Object location annotation data
__________________________________________________
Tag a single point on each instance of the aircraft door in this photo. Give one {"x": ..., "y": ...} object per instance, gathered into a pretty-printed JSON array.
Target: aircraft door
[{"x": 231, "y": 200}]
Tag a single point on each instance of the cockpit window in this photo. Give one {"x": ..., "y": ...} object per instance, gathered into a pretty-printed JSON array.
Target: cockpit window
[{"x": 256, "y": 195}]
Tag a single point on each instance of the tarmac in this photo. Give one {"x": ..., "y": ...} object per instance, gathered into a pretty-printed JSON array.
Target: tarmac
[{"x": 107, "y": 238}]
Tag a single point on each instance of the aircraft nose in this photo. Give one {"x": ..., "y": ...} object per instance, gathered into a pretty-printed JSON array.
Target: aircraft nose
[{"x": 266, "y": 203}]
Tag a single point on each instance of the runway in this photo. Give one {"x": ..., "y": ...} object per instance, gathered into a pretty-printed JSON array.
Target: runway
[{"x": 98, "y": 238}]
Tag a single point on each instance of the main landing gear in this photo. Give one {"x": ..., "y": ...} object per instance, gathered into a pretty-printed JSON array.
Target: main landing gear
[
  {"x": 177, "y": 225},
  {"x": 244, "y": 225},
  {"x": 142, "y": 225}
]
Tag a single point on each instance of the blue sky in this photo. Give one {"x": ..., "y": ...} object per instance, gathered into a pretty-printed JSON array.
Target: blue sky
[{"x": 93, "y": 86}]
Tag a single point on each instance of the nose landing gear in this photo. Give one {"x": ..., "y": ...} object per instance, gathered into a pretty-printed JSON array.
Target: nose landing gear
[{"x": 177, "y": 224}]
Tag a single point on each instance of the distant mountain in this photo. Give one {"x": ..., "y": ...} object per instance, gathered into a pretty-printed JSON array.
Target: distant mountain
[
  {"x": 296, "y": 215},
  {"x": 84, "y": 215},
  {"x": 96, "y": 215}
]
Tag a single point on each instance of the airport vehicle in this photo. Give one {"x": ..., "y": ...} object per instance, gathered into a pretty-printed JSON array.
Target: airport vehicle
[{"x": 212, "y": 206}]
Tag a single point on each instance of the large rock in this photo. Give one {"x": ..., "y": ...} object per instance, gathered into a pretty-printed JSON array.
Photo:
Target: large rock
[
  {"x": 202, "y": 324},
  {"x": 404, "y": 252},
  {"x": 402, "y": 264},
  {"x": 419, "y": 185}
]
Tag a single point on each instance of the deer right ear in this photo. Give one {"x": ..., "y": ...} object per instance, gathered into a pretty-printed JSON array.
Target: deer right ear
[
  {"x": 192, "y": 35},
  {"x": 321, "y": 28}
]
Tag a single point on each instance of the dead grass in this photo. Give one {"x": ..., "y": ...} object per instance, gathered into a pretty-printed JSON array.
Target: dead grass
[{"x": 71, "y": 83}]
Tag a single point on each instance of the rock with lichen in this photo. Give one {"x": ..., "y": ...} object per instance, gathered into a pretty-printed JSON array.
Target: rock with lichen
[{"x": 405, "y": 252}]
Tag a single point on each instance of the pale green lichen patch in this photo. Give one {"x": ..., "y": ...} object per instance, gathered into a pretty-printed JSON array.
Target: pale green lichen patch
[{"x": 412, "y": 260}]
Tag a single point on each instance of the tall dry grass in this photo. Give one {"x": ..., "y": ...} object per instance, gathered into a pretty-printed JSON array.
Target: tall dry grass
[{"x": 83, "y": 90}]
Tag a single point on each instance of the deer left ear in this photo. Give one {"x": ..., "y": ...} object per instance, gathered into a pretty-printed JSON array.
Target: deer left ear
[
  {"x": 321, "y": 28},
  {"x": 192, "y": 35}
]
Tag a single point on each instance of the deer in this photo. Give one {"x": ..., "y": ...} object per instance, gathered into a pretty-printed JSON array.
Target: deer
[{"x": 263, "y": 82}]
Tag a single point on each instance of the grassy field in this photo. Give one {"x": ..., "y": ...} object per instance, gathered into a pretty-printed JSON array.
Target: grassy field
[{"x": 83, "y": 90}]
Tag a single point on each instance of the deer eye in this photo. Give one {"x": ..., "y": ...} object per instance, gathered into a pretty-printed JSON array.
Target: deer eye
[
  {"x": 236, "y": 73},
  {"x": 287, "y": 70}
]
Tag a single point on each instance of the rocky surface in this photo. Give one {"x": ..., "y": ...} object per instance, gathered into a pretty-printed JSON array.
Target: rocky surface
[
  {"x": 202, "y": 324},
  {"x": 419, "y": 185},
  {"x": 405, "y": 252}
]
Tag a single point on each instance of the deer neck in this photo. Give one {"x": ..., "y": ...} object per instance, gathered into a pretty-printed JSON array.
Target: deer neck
__________________________________________________
▸ Your instructions: Only the lines from the one that contains "Tag a single point on each instance of the rocky" to the end of the data should be output, exactly as they appear.

▸ Result:
Tag a single point on each instance of the rocky surface in this photo. Give one {"x": ..., "y": ...} object per instance, gathered into a pretty-printed JSON array.
Target: rocky surface
[
  {"x": 202, "y": 324},
  {"x": 419, "y": 185},
  {"x": 405, "y": 252}
]
Tag a single point on each instance of the deer neck in this photo. Give one {"x": ..., "y": ...} object per instance, gathered into a pretty-printed JSON array.
Target: deer neck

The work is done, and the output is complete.